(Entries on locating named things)

:::

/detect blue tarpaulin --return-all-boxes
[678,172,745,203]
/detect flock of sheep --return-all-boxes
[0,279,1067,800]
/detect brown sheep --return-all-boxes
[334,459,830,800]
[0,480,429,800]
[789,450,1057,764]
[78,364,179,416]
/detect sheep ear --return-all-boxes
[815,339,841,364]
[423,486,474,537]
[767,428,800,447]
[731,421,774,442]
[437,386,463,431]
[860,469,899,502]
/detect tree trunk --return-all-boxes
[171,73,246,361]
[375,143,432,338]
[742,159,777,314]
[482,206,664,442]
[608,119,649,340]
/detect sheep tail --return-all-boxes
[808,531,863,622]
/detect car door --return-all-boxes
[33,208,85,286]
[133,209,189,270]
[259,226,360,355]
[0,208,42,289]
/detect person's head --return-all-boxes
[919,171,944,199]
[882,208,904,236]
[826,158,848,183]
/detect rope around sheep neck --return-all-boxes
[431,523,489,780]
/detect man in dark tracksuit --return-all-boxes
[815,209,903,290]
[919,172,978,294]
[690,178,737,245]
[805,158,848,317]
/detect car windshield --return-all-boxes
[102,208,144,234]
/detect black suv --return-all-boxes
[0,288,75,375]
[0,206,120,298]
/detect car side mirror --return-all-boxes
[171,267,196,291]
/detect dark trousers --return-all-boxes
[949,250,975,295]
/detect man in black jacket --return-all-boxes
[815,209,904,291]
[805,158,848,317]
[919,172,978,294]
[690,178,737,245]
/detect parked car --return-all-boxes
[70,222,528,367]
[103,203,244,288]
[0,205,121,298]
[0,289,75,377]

:::

#### SET PROBLEM
Put every one of the rows above into a two-column CSV with the header "input,output", one line per row. Place each row's text under "input" and its answer under "output", enclosing each field in double quotes and turning any line breaks into spaces.

#### ANSWER FOR THIS EXERCISE
input,output
"/detect blue tarpaulin --return-all-boxes","[678,172,745,203]"
"/detect flock of sheep --return-all-boxes","[0,279,1067,800]"
"/detect brown sheep --return-all-boxes","[334,459,830,800] [0,480,429,800] [789,450,1057,764] [78,364,179,416]"
"/detect sheep ear --return-all-boxes","[815,339,841,364] [423,486,474,537] [767,428,800,447] [731,421,774,442] [437,386,463,431] [860,469,899,502]"
"/detect tree trunk --return-all-boxes","[171,73,246,361] [375,143,432,338] [742,159,777,314] [482,206,664,442] [608,119,649,340]"
"/detect sheep tail --return-all-boxes","[808,531,863,622]"
"/detect car door --return-all-boxes","[33,208,85,286] [133,209,189,270] [259,226,360,355] [0,208,42,289]"
"/detect person's head --return-all-boxes","[919,171,944,199] [882,208,904,236] [826,158,848,183]"
"/detect rope around sheep neck --return-all-boxes","[431,523,489,780]"
"/detect man in dark tracksuit --return-all-boxes","[815,209,903,290] [919,172,978,294] [690,178,737,245] [805,158,848,317]"
"/detect car windshield --return-all-boxes","[102,208,144,234]"
"/detect black suv --return-all-boxes","[0,288,75,375] [0,206,120,298]"
"/detect car side mirror --return-all-boxes","[171,267,196,291]"
"/detect dark trousers --return-all-boxes","[949,250,975,295]"
"/detect man in black jacket --return-all-boxes","[815,209,904,291] [805,158,848,317] [919,172,978,294] [690,178,737,245]"
"/detect parked car --return-all-boxes","[70,222,528,367] [103,203,244,288] [0,205,121,298] [0,289,75,377]"